◆ **Work required**
Your copy starts at the line containing "Target: truck flatbed" and ends at the last line below. Copy exactly, without pictures.

◆ **Input data**
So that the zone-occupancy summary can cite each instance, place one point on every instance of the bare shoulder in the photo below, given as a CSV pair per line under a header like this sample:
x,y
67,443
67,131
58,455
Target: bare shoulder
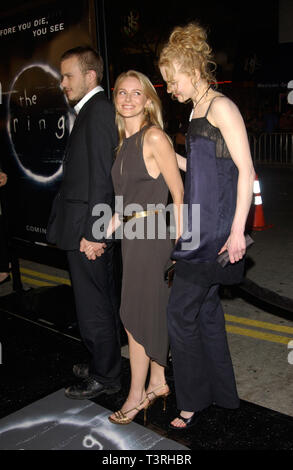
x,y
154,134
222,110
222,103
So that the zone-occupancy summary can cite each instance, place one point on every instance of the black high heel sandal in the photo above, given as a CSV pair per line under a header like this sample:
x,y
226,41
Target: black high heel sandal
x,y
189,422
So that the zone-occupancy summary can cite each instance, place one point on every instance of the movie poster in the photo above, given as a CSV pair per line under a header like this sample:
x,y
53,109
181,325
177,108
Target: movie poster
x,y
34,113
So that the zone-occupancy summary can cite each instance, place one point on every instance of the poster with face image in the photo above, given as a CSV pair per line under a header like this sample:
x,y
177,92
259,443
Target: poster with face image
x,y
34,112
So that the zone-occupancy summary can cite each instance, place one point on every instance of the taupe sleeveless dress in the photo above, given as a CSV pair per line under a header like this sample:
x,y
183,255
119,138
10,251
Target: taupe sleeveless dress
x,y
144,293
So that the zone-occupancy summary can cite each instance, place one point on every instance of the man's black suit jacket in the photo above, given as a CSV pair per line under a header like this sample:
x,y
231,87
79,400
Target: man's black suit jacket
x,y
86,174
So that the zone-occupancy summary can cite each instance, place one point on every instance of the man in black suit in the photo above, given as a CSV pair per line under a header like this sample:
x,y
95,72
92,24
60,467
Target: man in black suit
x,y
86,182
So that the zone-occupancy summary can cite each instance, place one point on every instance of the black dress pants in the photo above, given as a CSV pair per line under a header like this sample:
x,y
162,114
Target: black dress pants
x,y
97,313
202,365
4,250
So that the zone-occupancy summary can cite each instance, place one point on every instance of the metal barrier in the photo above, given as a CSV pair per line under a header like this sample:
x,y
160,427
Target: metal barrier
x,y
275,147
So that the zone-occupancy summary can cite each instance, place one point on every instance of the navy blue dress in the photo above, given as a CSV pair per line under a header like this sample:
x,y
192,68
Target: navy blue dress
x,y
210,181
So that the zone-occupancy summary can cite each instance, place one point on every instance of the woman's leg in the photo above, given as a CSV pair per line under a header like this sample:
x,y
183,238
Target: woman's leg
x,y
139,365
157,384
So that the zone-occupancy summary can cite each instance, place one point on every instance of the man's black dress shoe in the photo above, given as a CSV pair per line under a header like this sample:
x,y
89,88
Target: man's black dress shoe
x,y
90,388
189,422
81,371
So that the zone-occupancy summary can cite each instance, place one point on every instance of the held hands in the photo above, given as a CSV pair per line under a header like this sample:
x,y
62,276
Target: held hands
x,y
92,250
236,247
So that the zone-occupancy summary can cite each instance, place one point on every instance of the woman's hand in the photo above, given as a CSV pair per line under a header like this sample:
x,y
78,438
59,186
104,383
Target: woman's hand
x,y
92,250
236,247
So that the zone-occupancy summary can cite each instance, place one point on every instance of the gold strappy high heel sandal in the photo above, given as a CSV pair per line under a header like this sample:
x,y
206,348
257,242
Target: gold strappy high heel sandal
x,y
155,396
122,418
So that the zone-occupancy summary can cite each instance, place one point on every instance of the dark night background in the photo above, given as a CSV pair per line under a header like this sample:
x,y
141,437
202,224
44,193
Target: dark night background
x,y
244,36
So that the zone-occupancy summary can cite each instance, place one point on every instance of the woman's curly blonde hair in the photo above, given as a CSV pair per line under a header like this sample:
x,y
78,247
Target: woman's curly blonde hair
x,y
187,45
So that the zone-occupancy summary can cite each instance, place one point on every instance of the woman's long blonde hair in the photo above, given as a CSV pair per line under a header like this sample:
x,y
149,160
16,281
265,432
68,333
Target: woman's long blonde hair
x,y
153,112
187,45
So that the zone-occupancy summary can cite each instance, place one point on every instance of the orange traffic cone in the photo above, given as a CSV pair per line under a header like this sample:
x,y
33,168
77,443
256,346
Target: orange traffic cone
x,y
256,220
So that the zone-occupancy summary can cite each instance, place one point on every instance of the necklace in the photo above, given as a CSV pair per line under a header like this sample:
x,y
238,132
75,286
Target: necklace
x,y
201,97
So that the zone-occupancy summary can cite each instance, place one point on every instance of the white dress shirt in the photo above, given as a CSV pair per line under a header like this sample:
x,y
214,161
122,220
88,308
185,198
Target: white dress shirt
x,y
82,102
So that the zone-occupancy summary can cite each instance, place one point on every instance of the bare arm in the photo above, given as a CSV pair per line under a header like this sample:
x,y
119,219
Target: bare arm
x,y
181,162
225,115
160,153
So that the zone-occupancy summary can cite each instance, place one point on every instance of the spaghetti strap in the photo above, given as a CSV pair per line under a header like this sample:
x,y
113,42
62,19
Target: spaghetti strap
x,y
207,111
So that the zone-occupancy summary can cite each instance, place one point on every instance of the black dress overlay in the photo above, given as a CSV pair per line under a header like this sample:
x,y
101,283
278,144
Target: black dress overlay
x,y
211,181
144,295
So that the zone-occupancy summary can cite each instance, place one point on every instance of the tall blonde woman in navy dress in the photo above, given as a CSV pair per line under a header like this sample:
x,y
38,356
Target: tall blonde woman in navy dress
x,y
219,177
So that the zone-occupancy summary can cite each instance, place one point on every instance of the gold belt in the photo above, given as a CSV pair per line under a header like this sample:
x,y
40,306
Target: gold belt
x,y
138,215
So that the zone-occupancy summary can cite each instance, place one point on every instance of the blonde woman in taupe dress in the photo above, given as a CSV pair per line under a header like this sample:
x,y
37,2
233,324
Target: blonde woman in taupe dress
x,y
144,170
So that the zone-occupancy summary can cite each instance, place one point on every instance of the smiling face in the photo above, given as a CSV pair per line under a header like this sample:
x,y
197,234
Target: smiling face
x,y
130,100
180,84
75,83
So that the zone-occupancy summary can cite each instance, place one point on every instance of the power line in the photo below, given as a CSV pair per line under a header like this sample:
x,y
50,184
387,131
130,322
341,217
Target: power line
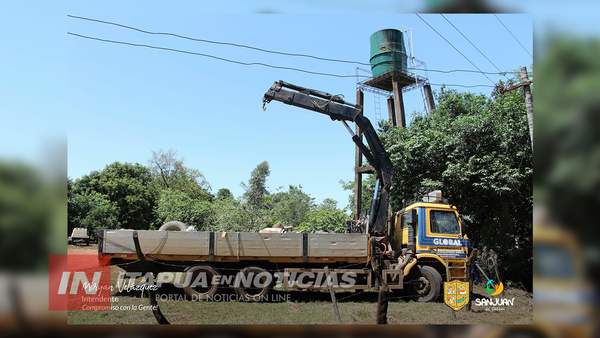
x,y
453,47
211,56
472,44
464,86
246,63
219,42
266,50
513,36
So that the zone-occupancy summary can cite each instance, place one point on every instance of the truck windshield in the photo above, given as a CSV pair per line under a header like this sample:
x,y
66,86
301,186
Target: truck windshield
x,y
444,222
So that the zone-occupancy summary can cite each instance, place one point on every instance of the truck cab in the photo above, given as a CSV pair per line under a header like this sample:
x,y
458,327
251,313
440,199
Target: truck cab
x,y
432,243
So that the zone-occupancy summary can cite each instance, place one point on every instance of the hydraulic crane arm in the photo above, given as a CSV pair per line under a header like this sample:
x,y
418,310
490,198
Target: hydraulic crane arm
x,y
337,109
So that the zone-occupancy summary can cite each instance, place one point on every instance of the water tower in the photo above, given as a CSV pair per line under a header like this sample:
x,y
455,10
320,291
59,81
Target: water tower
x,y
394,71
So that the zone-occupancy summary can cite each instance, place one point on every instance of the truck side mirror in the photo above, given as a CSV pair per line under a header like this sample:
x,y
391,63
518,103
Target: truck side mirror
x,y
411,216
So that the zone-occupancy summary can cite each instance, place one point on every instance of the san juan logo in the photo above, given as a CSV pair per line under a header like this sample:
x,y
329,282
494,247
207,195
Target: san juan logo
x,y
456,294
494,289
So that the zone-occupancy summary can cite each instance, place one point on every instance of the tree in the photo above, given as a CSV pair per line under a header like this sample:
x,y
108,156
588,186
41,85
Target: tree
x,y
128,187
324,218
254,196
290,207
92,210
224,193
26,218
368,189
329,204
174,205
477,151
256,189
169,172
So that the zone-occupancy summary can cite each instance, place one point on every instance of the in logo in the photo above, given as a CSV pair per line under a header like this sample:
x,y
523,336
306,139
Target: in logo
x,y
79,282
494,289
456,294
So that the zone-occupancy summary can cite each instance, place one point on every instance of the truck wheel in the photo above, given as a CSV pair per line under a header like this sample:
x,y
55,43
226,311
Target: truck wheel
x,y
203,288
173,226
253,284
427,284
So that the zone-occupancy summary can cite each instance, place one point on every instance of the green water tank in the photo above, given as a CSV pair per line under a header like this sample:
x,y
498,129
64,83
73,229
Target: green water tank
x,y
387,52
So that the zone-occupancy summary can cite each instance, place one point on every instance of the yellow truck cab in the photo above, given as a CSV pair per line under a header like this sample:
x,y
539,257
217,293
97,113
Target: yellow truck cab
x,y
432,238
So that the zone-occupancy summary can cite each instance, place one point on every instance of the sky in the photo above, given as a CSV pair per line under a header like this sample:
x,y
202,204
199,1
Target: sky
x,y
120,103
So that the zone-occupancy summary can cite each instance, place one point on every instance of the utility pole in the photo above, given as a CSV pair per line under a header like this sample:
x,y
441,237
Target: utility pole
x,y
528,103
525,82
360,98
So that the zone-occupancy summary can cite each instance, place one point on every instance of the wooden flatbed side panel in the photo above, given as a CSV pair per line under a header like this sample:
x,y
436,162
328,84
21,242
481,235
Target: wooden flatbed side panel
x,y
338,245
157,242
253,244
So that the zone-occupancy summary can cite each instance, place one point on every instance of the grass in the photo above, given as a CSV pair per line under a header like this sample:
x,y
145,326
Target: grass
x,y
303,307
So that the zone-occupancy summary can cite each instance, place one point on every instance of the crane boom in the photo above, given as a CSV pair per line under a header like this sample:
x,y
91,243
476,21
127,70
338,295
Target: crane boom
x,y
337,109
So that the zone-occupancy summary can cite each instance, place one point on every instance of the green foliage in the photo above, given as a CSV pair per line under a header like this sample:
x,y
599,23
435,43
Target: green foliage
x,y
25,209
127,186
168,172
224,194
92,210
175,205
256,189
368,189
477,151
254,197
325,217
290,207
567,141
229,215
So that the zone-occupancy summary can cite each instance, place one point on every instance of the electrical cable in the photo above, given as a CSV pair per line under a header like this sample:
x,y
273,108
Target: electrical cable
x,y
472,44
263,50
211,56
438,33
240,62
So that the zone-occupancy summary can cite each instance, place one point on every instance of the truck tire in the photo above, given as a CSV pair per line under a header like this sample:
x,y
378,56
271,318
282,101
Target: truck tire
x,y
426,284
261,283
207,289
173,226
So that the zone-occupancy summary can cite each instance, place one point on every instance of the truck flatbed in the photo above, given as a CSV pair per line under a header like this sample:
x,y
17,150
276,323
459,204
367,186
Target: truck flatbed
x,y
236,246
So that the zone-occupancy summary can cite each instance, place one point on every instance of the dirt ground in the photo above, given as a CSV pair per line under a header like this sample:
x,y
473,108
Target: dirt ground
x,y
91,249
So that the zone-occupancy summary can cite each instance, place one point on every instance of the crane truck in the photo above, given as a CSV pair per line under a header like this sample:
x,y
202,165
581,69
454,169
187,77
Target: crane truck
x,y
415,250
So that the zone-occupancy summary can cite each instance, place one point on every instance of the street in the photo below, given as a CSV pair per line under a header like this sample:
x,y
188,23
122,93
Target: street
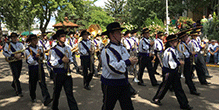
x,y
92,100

◆ **Completed task**
Target: truck flatbed
x,y
236,246
So that the zone-occupancy summary can cite each instance, place one point on every instance of the dirt ground in the photo above, given as a CSV pair per line under a header like this sample:
x,y
473,108
Target: dirt ground
x,y
91,249
So that the zone-occupancy summary can cite each instance, place one point on every instance of the crane truck in the photo above, given as a CSV pair per line under a header like this sample:
x,y
202,165
581,69
454,169
187,77
Target: crane truck
x,y
415,250
So that the zone-occupancy summary can cite each instance, place one point on every instance of the street in the photo below, given as a CSV pair per line under a header like this sample:
x,y
188,23
122,93
Target: street
x,y
92,100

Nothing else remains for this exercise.